Given problem => Retype, exactly and with nothing added, the lines from the one showing "For the test set, locate each instance of the white border" through the final line of the material. Omit pictures.

Material to process =>
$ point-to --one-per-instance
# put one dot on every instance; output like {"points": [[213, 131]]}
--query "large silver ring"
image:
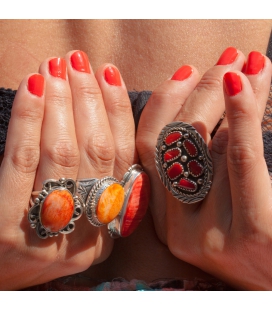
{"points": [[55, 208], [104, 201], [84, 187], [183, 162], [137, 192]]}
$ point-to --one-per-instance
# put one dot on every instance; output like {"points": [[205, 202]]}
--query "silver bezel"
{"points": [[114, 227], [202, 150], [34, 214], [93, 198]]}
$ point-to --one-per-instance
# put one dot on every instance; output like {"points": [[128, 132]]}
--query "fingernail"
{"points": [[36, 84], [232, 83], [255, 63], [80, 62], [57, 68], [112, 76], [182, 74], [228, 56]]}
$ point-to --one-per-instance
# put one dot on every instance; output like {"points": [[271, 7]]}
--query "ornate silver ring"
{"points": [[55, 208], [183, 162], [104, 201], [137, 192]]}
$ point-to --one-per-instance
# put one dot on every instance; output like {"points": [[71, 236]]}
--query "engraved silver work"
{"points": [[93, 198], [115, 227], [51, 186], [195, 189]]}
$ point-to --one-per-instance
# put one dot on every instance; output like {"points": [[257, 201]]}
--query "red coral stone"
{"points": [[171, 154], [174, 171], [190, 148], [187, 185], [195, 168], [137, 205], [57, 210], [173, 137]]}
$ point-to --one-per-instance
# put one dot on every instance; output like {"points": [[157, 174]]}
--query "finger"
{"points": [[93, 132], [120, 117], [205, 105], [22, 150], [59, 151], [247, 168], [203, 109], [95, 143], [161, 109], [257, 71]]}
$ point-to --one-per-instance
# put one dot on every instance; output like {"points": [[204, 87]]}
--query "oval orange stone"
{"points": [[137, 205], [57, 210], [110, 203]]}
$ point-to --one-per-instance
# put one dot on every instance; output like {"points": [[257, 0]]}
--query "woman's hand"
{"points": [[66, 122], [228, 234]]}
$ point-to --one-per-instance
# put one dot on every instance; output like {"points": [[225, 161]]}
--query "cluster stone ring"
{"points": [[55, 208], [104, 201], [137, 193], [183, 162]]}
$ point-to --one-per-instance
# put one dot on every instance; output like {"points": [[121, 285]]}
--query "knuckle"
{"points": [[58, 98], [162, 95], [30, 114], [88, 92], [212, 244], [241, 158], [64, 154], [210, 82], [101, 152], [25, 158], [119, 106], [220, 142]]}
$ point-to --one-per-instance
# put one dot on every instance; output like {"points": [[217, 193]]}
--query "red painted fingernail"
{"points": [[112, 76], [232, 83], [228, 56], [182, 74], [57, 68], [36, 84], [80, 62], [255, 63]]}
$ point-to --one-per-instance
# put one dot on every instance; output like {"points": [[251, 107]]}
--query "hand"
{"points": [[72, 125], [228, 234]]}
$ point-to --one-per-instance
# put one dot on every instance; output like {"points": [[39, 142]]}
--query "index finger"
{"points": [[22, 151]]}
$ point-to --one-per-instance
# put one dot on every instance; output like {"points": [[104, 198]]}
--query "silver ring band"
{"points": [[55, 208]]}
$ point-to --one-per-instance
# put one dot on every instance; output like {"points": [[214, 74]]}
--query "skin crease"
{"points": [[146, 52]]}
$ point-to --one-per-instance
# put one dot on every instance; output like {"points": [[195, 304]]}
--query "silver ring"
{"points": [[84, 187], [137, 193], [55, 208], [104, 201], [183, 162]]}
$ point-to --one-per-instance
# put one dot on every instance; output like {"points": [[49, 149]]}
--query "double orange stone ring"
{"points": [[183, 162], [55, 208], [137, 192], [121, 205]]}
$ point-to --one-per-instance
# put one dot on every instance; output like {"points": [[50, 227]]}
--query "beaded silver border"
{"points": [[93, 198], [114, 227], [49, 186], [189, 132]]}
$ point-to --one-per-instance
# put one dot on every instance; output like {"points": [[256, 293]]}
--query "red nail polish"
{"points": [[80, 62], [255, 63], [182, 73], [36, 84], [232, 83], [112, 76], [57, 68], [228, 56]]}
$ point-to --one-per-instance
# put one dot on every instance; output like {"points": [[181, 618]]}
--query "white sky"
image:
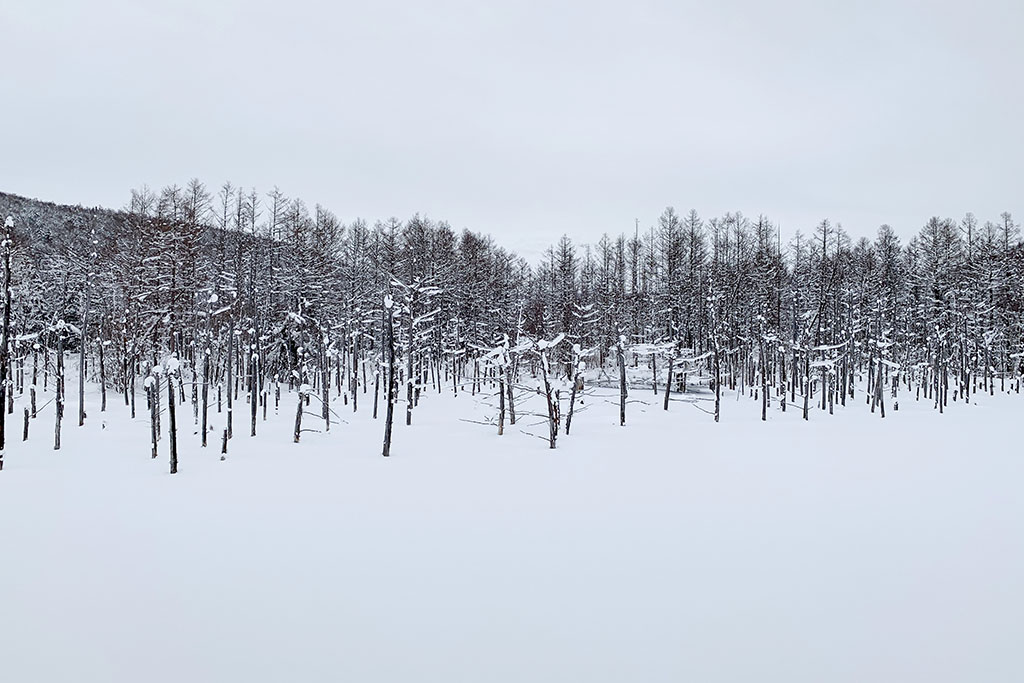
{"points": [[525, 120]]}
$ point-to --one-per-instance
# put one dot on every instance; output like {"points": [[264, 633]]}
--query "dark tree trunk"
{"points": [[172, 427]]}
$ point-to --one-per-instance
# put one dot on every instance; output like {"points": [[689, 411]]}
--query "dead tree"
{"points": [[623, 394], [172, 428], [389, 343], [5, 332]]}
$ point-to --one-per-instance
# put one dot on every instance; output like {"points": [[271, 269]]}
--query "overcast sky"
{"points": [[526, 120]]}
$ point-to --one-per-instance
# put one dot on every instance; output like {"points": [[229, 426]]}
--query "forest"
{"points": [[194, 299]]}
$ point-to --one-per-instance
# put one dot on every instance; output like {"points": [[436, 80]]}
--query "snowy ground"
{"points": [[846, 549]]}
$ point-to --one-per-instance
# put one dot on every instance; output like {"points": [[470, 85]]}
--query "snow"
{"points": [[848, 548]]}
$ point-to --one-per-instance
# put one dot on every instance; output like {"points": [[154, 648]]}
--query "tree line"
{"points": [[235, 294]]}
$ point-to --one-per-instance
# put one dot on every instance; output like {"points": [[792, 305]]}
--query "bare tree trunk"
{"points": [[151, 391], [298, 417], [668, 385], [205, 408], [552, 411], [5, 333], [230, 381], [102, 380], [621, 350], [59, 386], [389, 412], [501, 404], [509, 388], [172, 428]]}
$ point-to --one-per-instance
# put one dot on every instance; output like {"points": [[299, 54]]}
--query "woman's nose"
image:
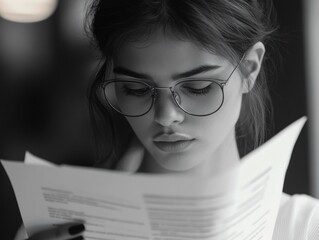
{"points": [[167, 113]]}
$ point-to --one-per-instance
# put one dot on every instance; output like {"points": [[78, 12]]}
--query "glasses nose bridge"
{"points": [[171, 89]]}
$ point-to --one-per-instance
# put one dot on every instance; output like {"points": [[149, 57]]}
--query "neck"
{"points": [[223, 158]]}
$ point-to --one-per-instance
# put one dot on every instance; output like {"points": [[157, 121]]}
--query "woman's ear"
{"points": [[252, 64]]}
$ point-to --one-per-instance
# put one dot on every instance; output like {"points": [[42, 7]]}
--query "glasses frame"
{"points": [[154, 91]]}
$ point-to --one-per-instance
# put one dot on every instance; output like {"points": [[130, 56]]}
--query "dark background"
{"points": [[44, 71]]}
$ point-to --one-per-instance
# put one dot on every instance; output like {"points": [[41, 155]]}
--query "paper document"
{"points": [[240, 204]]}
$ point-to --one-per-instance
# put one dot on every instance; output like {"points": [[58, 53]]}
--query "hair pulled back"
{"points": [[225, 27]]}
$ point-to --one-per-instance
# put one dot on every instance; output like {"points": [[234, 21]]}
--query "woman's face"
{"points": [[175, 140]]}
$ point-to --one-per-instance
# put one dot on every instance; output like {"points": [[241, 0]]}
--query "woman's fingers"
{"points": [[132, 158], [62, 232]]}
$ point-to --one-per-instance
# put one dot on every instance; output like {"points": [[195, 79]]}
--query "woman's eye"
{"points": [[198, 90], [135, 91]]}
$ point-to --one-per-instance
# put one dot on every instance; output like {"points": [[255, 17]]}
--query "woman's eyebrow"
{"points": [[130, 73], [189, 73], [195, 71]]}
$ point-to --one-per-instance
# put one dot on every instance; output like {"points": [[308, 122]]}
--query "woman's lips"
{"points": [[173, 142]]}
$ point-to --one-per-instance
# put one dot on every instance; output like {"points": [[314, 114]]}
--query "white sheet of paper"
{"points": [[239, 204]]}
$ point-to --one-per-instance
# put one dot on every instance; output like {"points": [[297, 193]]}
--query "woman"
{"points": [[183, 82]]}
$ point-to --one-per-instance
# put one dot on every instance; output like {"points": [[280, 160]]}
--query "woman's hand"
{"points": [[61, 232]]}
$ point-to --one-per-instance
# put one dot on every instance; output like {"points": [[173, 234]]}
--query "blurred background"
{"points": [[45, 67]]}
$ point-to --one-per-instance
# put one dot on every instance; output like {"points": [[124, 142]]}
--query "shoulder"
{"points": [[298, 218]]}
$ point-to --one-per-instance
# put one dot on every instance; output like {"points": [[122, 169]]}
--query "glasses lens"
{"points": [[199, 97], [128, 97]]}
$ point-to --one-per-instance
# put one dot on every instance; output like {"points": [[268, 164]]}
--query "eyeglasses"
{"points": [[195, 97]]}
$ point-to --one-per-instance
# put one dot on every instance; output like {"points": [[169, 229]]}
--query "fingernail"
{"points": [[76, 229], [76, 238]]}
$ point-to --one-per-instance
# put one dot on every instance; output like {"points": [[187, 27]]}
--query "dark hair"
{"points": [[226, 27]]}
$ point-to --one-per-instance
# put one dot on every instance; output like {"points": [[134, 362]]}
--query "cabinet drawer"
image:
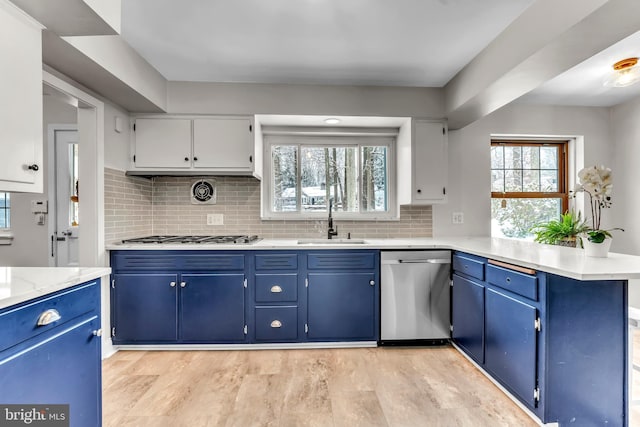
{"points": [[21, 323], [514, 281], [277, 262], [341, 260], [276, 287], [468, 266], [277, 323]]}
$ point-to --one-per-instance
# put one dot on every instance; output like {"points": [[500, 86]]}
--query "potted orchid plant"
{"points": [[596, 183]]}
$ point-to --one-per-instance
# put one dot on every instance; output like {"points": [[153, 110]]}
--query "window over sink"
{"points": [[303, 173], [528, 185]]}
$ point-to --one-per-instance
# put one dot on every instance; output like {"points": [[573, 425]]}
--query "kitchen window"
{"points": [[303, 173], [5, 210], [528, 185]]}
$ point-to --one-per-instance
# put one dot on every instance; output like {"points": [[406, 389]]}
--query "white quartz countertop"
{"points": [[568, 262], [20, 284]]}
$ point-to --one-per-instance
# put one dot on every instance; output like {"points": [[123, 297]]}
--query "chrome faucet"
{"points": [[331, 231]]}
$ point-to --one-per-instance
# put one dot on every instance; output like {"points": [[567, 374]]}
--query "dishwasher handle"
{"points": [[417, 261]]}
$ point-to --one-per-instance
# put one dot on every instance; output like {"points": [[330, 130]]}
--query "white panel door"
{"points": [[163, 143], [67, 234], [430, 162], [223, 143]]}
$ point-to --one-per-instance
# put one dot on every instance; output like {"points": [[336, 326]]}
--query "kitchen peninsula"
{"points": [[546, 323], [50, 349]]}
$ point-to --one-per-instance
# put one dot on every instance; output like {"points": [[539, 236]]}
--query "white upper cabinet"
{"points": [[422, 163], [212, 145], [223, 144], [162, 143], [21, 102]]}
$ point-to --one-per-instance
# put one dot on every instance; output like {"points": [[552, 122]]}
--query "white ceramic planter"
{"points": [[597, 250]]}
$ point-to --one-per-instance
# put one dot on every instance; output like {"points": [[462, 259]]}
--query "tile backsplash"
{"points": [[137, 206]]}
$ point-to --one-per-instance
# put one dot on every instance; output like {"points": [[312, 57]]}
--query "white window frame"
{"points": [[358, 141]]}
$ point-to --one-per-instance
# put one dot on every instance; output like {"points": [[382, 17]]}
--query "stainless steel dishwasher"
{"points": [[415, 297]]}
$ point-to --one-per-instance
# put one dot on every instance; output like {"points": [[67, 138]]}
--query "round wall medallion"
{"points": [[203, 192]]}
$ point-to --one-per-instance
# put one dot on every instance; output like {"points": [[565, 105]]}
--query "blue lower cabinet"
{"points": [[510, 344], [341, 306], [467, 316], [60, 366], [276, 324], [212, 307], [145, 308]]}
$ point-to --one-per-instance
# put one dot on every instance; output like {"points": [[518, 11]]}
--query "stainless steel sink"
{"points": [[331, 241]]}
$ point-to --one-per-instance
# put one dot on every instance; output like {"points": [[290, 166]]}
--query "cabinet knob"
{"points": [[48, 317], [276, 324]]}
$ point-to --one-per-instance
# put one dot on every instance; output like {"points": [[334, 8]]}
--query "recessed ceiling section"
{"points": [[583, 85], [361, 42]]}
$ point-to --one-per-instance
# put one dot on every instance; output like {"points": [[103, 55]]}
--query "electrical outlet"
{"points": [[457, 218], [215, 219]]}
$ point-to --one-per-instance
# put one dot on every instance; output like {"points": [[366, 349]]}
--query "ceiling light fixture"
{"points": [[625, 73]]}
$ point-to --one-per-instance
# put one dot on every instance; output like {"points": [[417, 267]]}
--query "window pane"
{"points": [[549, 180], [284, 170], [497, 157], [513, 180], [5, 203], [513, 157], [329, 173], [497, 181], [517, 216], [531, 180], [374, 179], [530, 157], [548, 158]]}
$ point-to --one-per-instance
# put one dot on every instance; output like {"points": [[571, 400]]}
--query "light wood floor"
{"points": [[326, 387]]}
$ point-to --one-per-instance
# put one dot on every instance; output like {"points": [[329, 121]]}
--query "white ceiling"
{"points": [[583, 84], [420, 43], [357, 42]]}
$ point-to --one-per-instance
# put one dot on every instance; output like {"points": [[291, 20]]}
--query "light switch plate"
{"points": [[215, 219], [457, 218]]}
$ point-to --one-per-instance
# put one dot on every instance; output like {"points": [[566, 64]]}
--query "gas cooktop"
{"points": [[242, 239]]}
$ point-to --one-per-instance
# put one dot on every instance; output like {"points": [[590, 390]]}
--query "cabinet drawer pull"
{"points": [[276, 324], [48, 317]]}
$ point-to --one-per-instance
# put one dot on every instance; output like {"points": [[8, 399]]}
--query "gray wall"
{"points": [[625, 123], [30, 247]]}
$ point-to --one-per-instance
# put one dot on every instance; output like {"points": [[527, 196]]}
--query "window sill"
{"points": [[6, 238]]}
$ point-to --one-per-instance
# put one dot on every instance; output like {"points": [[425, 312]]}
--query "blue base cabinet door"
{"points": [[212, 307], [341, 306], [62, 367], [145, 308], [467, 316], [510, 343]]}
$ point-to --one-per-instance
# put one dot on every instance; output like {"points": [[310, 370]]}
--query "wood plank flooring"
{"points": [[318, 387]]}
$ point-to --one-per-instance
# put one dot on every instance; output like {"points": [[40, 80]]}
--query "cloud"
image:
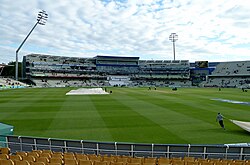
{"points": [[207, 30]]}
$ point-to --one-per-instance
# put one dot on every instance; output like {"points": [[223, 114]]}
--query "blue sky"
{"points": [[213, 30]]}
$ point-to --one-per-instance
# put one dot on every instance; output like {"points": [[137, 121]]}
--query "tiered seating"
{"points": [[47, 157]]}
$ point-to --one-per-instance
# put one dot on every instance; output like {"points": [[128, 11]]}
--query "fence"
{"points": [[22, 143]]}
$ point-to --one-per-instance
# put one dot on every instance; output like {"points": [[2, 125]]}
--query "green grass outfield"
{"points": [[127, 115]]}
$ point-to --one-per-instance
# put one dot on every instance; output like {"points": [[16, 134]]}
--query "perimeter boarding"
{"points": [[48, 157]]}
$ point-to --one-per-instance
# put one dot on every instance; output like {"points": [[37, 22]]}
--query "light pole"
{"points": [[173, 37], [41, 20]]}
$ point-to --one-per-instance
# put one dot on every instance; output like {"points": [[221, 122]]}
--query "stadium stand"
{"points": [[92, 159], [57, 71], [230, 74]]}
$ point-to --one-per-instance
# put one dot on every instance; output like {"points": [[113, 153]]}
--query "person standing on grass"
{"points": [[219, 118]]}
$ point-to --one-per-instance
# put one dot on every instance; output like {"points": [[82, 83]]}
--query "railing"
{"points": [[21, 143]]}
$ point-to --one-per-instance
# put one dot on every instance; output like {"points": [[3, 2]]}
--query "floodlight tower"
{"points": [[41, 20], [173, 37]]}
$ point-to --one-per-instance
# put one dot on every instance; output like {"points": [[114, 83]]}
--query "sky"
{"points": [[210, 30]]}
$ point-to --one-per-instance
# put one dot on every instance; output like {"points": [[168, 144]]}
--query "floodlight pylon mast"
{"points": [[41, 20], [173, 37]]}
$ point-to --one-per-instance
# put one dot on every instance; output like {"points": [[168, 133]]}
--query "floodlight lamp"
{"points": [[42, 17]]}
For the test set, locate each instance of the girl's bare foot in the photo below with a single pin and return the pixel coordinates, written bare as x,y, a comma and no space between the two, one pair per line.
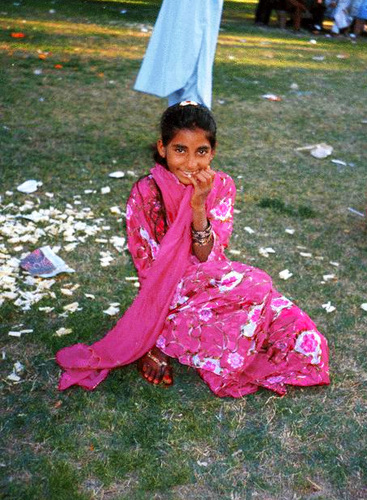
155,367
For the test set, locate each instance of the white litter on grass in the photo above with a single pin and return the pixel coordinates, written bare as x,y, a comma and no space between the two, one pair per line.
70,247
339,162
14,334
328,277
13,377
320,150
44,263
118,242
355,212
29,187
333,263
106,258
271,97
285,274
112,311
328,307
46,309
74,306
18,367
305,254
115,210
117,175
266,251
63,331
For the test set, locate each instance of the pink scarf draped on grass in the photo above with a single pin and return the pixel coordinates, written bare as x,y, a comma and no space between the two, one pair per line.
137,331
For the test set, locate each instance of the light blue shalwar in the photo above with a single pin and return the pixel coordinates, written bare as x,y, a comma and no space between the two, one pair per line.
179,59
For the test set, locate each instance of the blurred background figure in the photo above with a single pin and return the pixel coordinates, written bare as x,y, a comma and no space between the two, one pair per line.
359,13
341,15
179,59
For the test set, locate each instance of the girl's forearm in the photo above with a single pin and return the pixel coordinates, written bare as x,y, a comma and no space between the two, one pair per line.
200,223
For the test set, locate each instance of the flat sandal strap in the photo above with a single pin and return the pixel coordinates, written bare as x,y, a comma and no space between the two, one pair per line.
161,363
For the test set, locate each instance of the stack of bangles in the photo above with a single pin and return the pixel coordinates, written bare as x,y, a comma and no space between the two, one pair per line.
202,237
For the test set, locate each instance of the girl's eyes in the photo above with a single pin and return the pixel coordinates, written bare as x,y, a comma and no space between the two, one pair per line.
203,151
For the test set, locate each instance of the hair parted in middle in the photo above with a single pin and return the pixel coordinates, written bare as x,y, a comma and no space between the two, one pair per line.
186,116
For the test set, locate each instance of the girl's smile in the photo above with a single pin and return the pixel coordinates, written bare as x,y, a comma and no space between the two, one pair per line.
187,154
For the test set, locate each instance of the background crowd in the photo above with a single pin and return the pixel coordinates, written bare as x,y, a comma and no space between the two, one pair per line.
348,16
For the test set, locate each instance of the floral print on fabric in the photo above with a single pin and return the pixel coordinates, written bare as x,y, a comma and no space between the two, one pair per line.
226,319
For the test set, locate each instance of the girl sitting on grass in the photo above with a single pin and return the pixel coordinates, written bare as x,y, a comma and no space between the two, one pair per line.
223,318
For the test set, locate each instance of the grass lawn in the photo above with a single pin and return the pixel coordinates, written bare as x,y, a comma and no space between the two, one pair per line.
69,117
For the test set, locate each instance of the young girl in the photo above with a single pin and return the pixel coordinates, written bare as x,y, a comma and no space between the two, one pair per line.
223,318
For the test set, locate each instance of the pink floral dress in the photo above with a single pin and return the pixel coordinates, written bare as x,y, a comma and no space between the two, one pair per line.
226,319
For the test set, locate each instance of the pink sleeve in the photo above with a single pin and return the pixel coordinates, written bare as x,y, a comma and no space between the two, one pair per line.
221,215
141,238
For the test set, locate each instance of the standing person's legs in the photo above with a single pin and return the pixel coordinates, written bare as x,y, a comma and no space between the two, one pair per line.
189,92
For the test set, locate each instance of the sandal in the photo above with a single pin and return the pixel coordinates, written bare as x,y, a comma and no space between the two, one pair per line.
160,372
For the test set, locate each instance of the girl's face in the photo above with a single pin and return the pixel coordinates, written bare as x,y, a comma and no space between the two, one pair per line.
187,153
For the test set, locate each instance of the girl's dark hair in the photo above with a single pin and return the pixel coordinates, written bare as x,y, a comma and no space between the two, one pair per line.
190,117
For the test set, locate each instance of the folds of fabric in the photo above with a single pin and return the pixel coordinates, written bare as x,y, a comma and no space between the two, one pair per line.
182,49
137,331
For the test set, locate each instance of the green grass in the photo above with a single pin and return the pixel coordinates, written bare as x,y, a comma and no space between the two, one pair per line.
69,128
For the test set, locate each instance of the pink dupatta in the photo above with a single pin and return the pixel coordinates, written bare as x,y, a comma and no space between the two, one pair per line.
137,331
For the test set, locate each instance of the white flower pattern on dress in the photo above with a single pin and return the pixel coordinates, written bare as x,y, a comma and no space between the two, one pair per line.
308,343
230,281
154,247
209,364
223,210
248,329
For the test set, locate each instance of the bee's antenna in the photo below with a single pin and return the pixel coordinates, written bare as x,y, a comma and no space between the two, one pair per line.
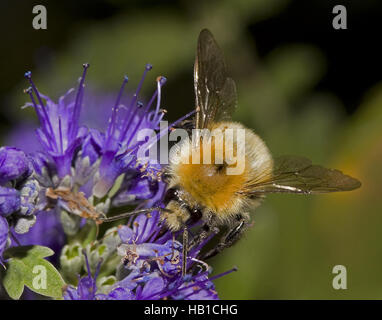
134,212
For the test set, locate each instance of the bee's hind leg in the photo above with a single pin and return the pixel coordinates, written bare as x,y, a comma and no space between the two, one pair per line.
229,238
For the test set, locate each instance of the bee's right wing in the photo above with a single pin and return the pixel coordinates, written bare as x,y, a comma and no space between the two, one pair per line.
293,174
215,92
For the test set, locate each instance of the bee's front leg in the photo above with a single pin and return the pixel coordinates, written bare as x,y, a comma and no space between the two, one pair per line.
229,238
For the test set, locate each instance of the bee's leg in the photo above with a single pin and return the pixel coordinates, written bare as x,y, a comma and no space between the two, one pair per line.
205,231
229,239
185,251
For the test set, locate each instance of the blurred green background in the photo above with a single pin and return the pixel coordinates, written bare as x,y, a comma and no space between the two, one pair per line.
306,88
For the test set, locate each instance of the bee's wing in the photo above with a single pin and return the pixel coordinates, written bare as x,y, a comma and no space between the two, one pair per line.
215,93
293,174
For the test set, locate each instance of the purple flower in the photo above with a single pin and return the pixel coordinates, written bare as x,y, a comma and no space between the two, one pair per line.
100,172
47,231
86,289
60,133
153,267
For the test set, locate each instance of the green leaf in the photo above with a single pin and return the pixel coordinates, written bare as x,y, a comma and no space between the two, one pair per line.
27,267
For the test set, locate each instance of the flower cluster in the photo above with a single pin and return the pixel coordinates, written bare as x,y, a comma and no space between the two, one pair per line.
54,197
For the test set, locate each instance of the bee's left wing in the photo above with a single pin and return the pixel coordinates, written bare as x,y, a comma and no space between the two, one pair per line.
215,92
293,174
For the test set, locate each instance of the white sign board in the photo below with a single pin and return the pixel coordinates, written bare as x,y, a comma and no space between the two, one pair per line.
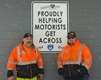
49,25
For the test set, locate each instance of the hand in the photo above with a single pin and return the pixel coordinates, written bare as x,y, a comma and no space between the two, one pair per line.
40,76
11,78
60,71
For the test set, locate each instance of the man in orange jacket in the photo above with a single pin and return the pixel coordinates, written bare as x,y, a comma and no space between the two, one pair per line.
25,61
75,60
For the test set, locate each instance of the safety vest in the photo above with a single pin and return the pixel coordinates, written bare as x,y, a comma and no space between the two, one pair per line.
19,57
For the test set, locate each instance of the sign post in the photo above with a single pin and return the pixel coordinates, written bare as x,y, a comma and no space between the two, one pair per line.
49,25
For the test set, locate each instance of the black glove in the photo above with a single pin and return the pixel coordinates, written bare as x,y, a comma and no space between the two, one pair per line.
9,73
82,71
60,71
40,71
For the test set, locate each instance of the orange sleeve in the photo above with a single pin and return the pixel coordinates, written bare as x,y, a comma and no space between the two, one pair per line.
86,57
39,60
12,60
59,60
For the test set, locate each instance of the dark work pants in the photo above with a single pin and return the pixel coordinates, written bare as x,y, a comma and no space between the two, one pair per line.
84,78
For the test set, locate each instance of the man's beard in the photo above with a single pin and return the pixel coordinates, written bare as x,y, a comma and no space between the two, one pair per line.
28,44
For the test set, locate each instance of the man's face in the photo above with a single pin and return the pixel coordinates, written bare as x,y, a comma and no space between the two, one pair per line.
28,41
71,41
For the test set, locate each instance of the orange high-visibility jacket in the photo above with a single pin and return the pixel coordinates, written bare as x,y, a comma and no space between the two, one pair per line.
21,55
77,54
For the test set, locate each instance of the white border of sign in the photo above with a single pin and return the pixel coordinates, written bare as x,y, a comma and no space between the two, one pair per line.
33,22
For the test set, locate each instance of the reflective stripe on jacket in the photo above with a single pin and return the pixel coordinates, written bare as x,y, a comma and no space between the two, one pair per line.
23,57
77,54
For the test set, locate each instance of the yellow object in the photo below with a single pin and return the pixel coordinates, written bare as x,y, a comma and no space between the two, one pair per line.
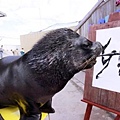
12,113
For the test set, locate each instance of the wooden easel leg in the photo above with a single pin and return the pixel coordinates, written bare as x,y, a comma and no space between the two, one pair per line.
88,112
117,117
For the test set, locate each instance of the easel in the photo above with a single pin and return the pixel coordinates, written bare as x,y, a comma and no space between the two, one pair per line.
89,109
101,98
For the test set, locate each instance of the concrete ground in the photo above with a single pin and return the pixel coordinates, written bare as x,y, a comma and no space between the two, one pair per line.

Full answer =>
For the test set, locate each instance of the white border of sign in the photo above with a single pin and return the pixel coordinates, written bare as x,y, a comma and no space between the two, one pair per line.
33,22
For the test set, locate each instance of the reflective stripe on jacket in the photo above with a single pin and return the pixel coordinates, written bare as x,y, a comma and no space between the two, one pair per line.
23,57
77,54
For the test set, locate each instance of the yellow object in the photo below with a single pin and return the pixel coordinates, written bare as x,y, a comma and no space between the two, one pair per line.
12,113
For the test set, locate each instance of the wooden easel leg in the photo above with a single pin and return the pixel coordinates, written bare as x,y, a comma and no space between the two, one pair per line.
88,112
117,117
For the test set, locate each instance of the easel in the photo above with a single pin and return the pixel coordinates, written bare as x,y, a comma and no space between the two, one pair per line.
89,109
101,98
For the test set, locate each instance of the concrete ground in the photo above with a single pin and return the pixel coordinates, written bare as x,y, a comma and no space between the two, one pair per line.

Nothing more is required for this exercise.